[Source records]
[BEGIN]

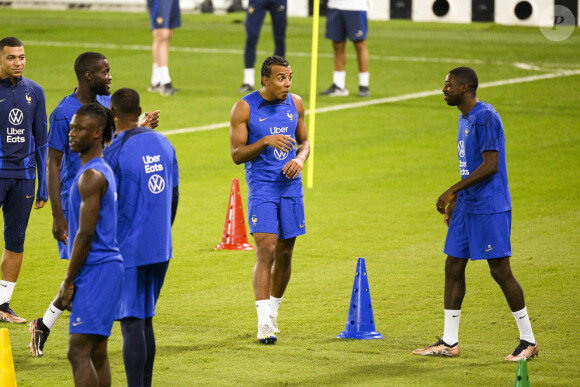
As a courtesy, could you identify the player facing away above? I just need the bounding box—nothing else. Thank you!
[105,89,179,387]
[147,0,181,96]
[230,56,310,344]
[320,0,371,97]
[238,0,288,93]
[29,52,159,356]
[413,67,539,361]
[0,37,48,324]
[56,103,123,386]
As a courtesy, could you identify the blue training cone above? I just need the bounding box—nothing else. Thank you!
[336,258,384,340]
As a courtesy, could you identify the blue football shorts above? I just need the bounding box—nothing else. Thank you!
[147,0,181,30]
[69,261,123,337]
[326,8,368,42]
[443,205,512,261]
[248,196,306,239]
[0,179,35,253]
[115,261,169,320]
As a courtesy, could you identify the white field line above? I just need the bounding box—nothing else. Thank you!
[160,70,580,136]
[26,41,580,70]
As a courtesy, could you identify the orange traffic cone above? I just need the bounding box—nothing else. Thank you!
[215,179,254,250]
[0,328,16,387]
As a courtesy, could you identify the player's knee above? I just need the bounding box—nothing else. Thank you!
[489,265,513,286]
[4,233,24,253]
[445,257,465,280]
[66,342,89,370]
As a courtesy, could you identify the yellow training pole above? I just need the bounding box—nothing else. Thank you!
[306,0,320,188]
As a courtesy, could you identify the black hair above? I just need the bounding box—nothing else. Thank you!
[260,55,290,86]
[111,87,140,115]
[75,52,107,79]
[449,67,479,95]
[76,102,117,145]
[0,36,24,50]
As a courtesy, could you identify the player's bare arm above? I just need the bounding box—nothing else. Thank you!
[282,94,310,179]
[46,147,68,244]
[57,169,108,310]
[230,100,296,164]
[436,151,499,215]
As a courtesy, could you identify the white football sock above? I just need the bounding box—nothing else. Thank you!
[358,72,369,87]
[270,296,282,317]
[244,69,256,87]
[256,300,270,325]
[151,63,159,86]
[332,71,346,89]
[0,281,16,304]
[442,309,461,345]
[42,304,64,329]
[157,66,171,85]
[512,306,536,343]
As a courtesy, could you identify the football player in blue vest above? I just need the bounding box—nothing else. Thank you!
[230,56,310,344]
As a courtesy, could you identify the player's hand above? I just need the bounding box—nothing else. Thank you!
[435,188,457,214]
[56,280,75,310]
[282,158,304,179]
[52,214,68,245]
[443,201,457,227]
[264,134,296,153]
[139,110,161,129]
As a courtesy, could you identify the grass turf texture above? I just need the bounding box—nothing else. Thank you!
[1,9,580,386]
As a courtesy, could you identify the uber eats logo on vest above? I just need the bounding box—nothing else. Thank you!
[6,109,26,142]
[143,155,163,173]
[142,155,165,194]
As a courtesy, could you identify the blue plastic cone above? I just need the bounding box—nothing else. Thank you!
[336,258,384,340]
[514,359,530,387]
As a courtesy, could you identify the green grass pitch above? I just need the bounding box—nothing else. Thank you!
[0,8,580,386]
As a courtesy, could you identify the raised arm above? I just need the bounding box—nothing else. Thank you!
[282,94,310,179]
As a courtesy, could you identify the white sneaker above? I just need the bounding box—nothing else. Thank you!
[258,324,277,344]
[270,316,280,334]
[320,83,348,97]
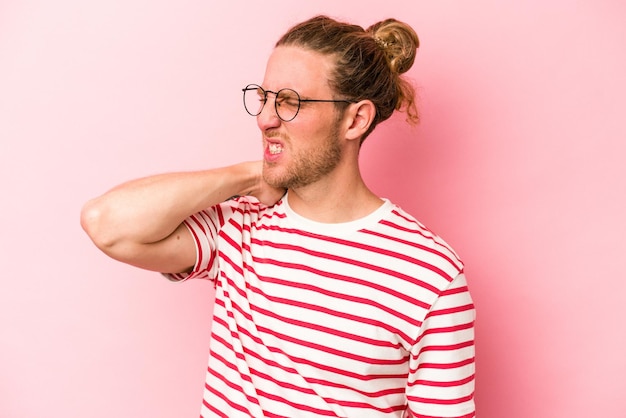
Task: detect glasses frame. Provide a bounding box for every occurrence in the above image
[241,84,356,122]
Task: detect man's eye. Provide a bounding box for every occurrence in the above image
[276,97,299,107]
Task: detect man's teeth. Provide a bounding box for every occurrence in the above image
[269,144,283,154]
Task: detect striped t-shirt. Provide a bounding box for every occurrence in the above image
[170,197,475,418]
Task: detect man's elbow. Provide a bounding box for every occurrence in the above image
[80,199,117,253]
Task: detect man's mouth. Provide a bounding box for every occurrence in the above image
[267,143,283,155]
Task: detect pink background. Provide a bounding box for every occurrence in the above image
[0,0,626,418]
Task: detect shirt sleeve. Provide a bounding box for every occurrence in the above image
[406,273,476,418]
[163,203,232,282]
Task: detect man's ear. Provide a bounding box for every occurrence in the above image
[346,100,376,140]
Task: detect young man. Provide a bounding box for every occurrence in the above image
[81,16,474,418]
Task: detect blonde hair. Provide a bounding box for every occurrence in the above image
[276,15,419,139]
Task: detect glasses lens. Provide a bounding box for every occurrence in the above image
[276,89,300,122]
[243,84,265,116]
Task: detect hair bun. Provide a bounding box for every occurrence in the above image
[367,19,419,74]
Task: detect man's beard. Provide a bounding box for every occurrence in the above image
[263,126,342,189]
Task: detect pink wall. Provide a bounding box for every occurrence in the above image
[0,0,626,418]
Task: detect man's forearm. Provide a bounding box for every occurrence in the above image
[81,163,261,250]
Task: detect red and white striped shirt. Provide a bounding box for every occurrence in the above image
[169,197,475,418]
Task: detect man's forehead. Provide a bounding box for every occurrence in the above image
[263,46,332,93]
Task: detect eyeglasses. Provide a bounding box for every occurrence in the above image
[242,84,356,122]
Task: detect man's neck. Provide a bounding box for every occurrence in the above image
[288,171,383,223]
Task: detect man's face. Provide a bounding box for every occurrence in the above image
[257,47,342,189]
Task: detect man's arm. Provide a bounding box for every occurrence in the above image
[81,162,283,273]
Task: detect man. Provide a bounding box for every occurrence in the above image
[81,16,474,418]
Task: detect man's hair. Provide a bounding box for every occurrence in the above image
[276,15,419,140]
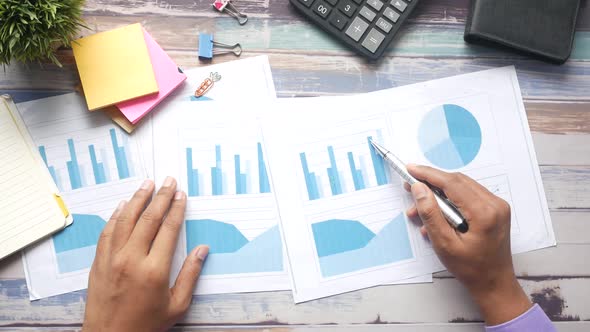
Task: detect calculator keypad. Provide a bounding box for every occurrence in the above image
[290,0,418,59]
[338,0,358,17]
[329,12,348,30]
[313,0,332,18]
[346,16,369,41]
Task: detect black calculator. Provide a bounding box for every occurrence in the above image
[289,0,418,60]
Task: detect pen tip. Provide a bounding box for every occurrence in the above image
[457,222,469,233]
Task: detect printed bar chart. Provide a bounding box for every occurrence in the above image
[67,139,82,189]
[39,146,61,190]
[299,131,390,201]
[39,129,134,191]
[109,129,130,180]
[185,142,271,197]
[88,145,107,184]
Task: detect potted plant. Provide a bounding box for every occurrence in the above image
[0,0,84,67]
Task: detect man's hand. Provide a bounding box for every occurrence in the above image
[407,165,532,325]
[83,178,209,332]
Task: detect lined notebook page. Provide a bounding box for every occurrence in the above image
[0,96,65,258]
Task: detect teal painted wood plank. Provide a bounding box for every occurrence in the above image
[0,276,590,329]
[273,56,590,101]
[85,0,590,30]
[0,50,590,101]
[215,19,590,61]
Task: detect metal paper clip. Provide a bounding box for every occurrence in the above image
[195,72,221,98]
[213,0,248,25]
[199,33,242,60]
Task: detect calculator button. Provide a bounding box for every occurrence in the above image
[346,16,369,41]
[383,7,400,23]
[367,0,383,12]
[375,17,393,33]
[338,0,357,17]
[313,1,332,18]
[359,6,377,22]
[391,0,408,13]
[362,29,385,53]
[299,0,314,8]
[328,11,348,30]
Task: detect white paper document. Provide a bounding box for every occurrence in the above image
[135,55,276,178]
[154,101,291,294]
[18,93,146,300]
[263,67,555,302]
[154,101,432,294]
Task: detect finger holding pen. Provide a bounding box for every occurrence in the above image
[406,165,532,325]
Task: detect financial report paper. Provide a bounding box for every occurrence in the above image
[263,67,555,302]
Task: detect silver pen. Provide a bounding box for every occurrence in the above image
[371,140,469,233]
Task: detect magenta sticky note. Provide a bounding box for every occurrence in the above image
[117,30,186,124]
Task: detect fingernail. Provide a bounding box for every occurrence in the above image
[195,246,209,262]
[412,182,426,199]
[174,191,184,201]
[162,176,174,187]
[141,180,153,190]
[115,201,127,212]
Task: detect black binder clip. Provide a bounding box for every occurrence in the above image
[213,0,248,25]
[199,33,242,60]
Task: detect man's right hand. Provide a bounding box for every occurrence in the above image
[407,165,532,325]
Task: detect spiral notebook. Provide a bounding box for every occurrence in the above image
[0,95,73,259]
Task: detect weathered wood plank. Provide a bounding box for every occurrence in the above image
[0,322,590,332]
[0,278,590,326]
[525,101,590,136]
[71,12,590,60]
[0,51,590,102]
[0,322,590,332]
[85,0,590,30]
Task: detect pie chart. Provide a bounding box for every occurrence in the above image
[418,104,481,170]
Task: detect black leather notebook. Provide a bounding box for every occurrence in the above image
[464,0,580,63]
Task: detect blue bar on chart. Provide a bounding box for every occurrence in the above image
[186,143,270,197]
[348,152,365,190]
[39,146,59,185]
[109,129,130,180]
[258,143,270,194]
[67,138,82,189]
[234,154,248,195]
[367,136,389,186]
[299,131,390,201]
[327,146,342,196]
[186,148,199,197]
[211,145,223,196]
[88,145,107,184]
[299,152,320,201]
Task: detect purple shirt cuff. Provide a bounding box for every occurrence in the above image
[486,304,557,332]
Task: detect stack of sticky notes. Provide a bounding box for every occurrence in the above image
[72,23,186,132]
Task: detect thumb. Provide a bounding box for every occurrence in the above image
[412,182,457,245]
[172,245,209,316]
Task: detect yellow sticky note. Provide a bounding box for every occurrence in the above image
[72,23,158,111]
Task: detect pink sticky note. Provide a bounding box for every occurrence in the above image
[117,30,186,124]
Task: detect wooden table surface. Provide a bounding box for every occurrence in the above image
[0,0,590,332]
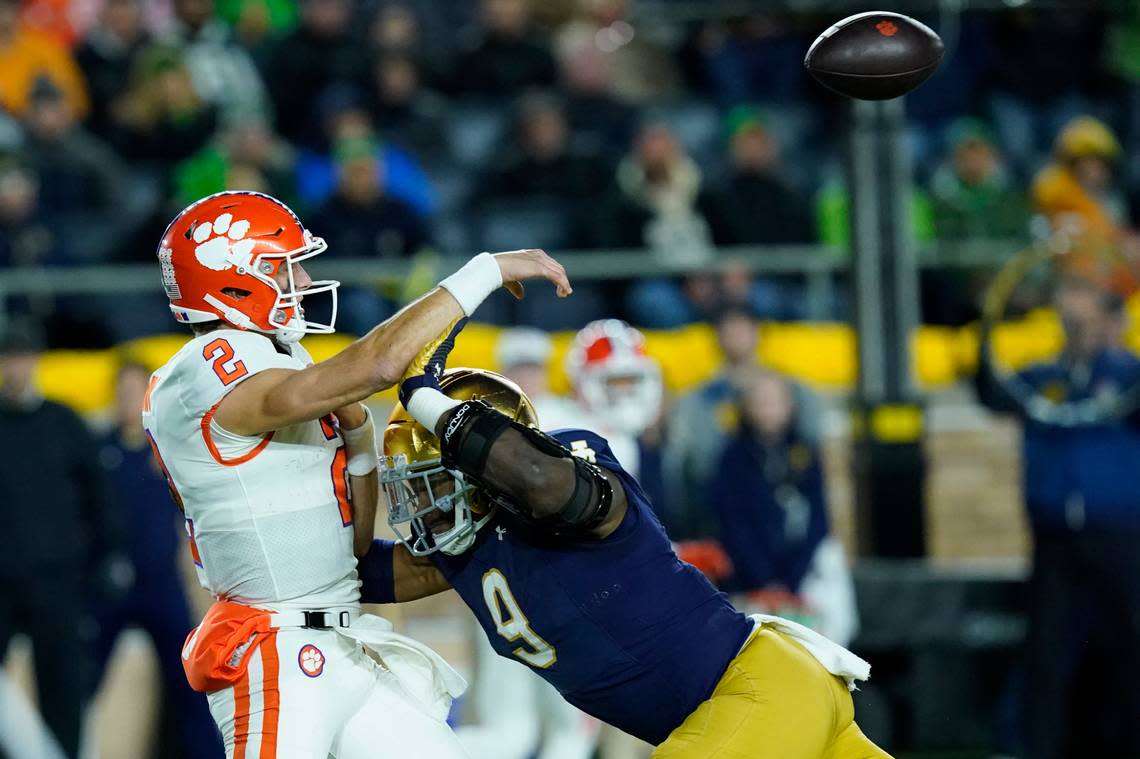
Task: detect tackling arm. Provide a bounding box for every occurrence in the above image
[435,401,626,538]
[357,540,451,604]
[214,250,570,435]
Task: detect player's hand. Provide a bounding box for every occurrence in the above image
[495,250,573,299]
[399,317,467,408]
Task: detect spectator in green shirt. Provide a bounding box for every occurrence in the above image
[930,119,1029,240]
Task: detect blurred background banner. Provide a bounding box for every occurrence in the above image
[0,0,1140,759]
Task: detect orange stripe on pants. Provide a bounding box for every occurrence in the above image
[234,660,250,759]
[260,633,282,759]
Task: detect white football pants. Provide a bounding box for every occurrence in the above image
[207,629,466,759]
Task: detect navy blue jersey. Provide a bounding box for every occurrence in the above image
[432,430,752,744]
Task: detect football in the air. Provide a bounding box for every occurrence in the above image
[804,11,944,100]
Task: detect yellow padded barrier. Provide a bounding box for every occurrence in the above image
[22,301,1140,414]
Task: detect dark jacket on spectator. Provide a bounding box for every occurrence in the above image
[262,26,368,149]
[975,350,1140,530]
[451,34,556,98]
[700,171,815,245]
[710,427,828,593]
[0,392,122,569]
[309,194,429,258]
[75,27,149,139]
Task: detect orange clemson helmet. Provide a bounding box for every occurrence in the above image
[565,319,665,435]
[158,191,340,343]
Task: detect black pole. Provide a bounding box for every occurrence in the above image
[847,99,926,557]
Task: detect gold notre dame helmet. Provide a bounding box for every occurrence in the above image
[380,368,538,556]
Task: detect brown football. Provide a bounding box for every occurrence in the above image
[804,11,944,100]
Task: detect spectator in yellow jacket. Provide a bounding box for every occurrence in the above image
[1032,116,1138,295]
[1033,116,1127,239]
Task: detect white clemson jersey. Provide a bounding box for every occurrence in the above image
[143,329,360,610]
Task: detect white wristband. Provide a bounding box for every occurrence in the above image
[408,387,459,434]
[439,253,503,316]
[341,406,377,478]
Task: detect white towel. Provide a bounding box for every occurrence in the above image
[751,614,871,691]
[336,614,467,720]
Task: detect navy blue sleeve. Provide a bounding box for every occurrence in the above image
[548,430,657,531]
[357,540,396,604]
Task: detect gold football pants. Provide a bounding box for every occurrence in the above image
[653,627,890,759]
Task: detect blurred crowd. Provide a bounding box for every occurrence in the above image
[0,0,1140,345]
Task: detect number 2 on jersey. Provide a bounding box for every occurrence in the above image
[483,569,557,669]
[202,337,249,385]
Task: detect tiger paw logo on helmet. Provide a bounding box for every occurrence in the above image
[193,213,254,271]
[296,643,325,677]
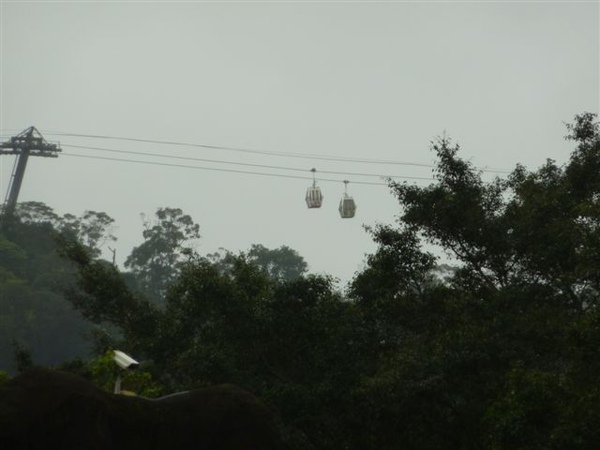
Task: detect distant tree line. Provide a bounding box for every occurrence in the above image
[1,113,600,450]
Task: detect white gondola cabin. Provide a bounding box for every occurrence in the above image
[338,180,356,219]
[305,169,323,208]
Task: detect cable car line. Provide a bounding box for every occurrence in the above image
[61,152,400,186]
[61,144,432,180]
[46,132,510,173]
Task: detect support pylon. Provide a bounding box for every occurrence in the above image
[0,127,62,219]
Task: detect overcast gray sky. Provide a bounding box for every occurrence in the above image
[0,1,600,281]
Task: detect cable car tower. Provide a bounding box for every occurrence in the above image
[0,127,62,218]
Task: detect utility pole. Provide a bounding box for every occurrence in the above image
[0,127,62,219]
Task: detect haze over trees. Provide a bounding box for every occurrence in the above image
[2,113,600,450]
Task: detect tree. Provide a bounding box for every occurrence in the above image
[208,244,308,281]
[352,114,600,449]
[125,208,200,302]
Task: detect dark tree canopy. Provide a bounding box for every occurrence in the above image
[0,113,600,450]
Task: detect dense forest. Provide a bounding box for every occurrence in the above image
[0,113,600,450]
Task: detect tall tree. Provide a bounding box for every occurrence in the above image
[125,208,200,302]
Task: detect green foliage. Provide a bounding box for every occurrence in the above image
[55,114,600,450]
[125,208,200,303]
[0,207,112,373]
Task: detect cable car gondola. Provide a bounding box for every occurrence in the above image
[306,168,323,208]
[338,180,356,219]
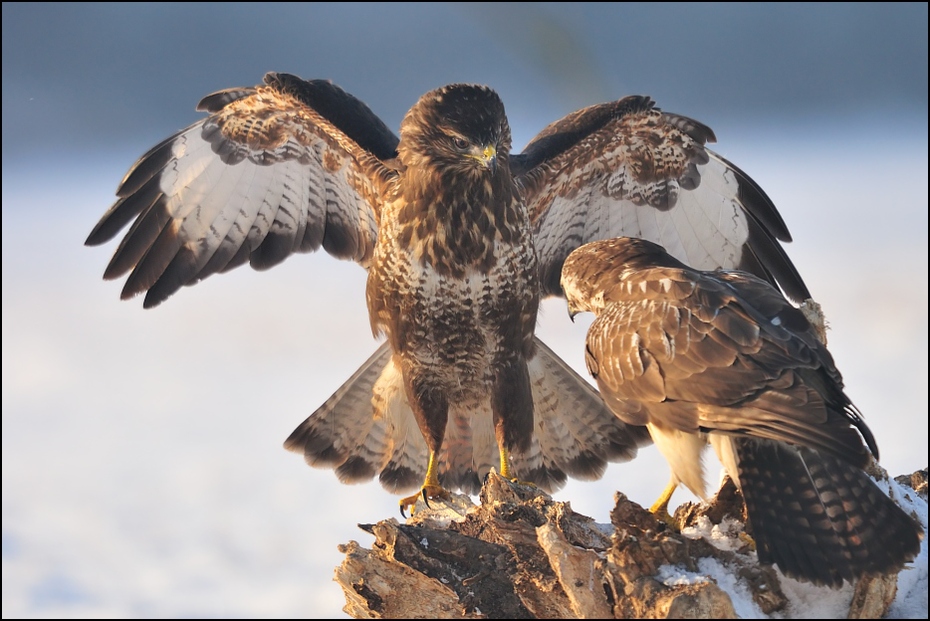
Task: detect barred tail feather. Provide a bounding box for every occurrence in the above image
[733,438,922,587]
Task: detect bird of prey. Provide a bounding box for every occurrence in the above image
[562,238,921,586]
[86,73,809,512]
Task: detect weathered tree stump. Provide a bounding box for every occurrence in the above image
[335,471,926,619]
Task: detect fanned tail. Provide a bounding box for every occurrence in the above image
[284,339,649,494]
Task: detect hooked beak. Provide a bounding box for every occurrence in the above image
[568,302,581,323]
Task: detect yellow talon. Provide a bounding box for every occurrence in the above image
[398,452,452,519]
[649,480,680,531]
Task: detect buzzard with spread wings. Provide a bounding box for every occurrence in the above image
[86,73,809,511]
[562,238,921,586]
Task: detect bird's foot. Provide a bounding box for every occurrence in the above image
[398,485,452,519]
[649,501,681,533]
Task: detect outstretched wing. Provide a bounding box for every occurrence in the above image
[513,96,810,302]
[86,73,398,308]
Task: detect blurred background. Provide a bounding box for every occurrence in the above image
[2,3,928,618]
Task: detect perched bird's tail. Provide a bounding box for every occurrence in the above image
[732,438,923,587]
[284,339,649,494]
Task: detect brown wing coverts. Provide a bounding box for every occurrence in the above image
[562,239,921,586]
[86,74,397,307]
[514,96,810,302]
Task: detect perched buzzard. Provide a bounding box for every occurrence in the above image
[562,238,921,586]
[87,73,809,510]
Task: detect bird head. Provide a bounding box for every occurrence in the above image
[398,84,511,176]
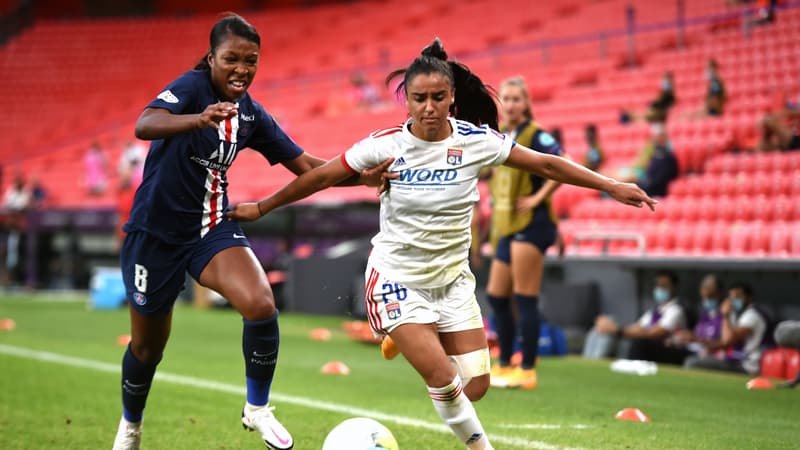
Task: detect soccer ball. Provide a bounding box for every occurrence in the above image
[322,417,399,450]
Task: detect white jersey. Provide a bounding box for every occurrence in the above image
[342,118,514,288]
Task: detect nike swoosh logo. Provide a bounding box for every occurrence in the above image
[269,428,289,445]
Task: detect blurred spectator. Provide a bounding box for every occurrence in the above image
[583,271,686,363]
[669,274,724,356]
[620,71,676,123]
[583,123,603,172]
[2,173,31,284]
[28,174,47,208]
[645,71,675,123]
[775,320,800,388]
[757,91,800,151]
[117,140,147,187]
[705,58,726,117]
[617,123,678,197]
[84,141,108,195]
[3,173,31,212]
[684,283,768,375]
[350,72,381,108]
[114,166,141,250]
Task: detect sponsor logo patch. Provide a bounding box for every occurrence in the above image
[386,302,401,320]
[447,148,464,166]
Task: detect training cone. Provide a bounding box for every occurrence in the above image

[END]

WHAT IS REQUIRED:
Return each line from the source records above that contains the word "brown".

TASK RESULT:
Task: detect brown football. Provide a bounding box for every occurrence in the above image
Task: detect brown wing coverts. Provide a bounding box for every occurrence in the above image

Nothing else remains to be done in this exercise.